Source material
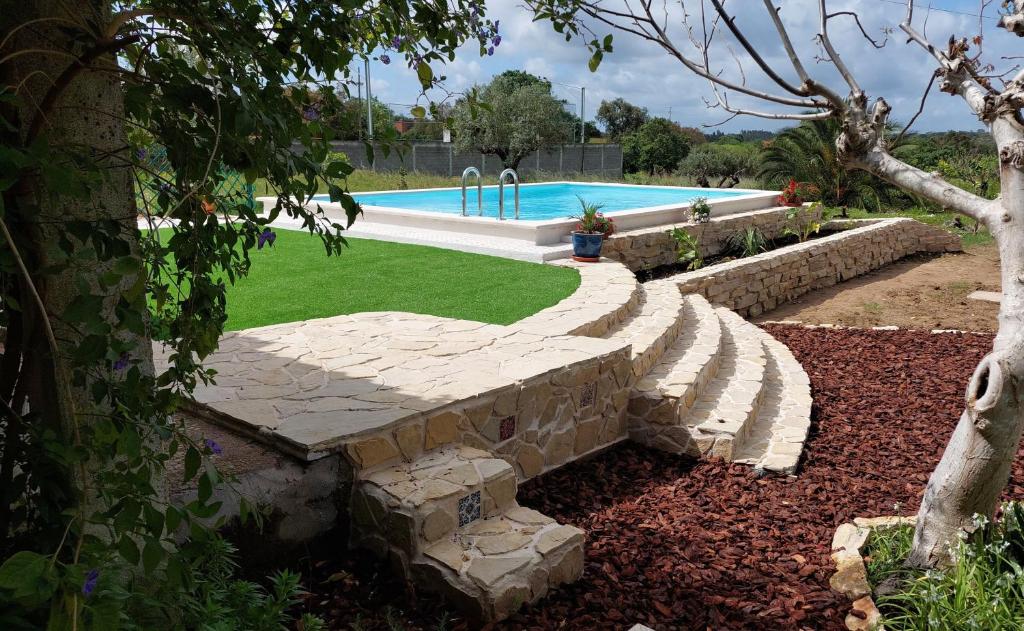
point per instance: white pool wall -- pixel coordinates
(543, 232)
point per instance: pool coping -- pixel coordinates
(543, 232)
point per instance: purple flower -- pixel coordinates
(89, 584)
(265, 238)
(122, 362)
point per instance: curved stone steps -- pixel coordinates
(608, 293)
(664, 395)
(776, 437)
(723, 414)
(492, 566)
(653, 327)
(451, 521)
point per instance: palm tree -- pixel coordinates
(807, 154)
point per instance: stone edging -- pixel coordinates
(608, 292)
(851, 573)
(803, 325)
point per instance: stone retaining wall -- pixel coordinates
(754, 285)
(652, 247)
(539, 424)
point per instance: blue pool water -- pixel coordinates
(555, 201)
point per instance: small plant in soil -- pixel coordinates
(749, 242)
(804, 222)
(591, 220)
(700, 210)
(687, 249)
(982, 589)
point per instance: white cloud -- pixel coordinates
(642, 73)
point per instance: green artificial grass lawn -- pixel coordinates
(296, 280)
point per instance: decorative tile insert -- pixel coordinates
(469, 508)
(507, 428)
(589, 394)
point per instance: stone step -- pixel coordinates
(449, 521)
(724, 413)
(660, 398)
(653, 327)
(492, 566)
(776, 437)
(608, 293)
(401, 509)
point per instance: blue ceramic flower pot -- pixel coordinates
(587, 246)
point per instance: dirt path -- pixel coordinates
(680, 545)
(920, 292)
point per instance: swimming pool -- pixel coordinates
(545, 208)
(543, 201)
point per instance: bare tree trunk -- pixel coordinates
(976, 464)
(77, 107)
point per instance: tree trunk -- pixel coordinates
(76, 108)
(976, 464)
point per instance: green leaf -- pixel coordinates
(426, 75)
(128, 550)
(153, 552)
(22, 568)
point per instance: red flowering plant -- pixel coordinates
(592, 221)
(792, 195)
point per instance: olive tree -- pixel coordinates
(517, 115)
(975, 466)
(89, 89)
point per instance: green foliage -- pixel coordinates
(657, 145)
(377, 276)
(511, 117)
(714, 160)
(621, 118)
(983, 589)
(225, 87)
(804, 221)
(748, 242)
(592, 220)
(687, 249)
(700, 210)
(807, 154)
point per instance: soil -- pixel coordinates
(918, 292)
(679, 544)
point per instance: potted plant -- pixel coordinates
(592, 228)
(791, 195)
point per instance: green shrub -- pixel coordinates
(983, 589)
(700, 210)
(749, 242)
(687, 249)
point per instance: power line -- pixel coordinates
(934, 8)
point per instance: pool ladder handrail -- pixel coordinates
(479, 190)
(501, 193)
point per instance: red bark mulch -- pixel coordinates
(679, 544)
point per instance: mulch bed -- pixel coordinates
(679, 544)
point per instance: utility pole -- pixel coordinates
(358, 98)
(583, 127)
(370, 102)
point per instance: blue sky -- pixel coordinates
(645, 75)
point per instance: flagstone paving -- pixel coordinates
(440, 419)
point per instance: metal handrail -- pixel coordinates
(501, 193)
(479, 190)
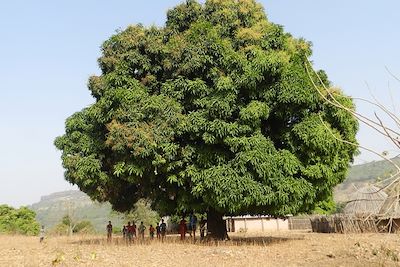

Written task
Please rewrite everything from the line containing "point per instance: blue ceramic" down to the end of the records, with "pixel positions" in place of "pixel coordinates" and nothing else changed. Leave the pictures out of your answer.

Finished task
point per instance: blue ceramic flower pot -- pixel positions
(587, 246)
point per instance: dirt path -- pixel positions
(680, 545)
(920, 292)
point per instance: swimming pool -- pixel positions
(545, 208)
(543, 201)
point per instance: bare tree trunk -- pixel positions
(976, 464)
(77, 107)
point per instance: tree trunk -- pixel positions
(76, 108)
(976, 464)
point per instance: green leaf -- pixel positions
(426, 75)
(128, 550)
(153, 552)
(22, 568)
point per instance: red flowering plant -- pixel positions
(592, 221)
(792, 195)
point per instance: olive tree -- pixel positions
(517, 115)
(975, 466)
(89, 89)
point per instance: green foliage -- pixel positions
(657, 145)
(377, 276)
(511, 117)
(714, 160)
(621, 118)
(983, 589)
(225, 87)
(804, 221)
(748, 242)
(592, 220)
(687, 249)
(700, 210)
(807, 154)
point per instance: soil -- pixel positions
(918, 292)
(679, 544)
point per instance: potted plant -- pixel positions
(592, 228)
(791, 195)
point per instance: green shrub -- pixel positions
(983, 589)
(700, 210)
(749, 242)
(687, 249)
point per instance: power line -- pixel positions
(934, 8)
point per instance: pool ladder handrail -- pixel positions
(479, 190)
(501, 193)
point per instance: red bark mulch -- pixel positions
(679, 544)
point per instance: mulch bed -- pixel positions
(679, 544)
point per instance: utility pole -- pixel positions
(358, 98)
(583, 127)
(370, 102)
point per instance: blue sky -- pixel positions
(645, 75)
point per instance: flagstone paving -- pixel positions
(440, 419)
point per instance: metal handrail -- pixel positions
(501, 193)
(479, 190)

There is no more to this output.